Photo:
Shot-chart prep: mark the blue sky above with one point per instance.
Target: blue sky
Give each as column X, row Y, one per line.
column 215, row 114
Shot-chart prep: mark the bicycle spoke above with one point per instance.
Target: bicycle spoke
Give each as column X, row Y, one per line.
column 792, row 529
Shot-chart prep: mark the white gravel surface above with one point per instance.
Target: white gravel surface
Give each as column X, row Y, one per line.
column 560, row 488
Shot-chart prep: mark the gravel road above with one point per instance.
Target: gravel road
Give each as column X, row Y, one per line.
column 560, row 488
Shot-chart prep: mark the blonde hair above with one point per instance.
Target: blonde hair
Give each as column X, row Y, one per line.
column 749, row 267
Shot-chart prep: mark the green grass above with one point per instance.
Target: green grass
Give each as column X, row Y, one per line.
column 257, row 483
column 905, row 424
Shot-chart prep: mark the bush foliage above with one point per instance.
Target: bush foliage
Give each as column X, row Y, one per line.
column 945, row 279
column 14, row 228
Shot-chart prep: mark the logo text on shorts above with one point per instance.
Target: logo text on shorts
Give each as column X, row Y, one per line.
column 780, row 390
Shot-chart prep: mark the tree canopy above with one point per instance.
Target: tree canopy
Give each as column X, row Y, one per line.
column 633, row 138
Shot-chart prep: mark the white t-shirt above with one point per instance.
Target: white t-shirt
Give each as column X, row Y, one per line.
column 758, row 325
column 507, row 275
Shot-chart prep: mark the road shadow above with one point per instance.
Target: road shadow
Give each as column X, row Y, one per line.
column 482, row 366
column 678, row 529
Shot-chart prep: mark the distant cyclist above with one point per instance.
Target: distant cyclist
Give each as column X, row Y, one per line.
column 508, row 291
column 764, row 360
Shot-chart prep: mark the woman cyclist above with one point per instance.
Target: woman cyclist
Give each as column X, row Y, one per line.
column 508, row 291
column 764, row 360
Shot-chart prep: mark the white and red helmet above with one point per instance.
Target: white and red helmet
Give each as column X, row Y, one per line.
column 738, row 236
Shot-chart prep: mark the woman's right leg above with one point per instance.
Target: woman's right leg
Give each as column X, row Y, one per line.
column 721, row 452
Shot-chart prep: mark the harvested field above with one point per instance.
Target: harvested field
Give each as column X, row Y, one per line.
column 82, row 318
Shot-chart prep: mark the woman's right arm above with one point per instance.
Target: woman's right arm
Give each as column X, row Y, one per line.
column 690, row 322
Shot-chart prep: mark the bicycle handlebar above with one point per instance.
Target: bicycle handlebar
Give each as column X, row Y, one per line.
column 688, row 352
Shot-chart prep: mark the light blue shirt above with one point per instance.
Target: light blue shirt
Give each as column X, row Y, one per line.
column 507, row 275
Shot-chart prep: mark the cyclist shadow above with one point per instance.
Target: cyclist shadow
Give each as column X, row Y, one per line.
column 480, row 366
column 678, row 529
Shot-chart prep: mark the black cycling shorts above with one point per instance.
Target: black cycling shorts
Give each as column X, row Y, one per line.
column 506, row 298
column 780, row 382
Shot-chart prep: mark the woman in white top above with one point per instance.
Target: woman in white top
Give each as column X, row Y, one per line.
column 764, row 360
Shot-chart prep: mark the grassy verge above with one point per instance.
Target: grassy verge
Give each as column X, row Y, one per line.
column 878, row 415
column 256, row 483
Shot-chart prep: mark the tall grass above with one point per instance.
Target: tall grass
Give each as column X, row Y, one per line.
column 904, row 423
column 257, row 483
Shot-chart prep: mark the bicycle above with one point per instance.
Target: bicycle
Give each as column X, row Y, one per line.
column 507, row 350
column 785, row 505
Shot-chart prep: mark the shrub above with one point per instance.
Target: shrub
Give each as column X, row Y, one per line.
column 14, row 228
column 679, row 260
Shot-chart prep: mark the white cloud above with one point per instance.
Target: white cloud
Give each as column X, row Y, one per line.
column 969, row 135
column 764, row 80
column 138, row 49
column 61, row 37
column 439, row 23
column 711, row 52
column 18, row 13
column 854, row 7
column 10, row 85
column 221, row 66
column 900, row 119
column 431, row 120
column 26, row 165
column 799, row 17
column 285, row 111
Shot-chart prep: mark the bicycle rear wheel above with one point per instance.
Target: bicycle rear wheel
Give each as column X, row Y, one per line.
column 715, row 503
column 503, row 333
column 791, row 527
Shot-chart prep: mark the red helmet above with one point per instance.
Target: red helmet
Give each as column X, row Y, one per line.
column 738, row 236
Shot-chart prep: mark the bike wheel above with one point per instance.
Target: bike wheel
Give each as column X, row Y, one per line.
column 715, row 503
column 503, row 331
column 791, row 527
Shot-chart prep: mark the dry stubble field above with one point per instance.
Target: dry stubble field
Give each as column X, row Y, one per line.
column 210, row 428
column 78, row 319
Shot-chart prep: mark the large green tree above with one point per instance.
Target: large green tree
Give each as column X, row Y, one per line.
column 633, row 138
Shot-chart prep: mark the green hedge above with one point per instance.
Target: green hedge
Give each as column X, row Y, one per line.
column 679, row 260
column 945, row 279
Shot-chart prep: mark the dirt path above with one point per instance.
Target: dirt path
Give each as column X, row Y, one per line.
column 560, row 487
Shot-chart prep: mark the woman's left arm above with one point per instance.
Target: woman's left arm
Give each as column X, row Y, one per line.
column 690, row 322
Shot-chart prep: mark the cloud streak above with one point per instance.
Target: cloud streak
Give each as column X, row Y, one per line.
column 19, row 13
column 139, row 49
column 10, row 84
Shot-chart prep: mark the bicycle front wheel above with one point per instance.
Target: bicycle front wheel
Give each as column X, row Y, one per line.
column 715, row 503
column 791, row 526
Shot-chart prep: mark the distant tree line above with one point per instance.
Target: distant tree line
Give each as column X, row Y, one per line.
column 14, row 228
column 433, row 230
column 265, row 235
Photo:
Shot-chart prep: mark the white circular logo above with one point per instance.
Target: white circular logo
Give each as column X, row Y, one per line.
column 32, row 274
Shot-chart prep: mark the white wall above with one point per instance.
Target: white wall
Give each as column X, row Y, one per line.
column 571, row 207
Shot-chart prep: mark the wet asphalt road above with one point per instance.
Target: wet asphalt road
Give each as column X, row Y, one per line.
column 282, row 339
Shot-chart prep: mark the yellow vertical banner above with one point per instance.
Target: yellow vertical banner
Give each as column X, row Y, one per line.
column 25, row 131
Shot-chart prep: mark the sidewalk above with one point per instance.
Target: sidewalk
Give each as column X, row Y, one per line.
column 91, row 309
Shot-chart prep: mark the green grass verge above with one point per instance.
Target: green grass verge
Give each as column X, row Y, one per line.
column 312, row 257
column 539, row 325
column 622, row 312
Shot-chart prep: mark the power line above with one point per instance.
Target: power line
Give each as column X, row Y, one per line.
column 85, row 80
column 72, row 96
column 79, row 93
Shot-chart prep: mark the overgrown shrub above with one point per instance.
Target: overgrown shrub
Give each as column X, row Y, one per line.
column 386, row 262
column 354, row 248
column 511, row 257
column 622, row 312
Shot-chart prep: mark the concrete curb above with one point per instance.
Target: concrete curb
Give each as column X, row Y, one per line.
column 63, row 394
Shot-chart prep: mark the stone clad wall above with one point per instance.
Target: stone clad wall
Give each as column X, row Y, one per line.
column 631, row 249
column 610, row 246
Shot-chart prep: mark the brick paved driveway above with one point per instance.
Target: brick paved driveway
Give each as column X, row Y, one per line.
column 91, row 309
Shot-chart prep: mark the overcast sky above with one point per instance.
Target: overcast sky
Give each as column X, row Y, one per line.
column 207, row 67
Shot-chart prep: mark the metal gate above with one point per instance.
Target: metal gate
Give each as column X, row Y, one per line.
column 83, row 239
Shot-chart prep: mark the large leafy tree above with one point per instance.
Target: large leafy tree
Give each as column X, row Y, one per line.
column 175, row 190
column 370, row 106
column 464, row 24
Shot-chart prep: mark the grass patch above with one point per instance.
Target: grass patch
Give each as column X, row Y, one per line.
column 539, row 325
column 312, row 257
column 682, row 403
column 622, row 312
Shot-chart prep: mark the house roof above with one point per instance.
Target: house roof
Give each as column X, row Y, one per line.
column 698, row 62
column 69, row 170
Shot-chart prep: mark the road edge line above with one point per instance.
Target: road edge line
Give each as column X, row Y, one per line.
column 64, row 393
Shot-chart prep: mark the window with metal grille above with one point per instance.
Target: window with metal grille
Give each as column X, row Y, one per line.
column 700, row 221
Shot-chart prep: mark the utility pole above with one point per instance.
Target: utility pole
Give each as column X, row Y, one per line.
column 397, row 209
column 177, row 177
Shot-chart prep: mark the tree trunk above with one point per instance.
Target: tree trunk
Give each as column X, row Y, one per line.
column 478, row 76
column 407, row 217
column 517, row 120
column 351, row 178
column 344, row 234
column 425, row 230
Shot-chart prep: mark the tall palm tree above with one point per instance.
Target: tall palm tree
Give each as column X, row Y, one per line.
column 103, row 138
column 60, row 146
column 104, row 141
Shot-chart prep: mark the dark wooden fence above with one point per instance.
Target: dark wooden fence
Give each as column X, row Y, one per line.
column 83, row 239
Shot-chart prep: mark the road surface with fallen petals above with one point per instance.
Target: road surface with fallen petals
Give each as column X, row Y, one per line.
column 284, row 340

• [What is expected]:
Your reply should hold all the lines from the listing above in which "bike" appears.

• [Result for this task]:
Shot-chart prep: mark the bike wheel above with one point per instance.
Target: bike wheel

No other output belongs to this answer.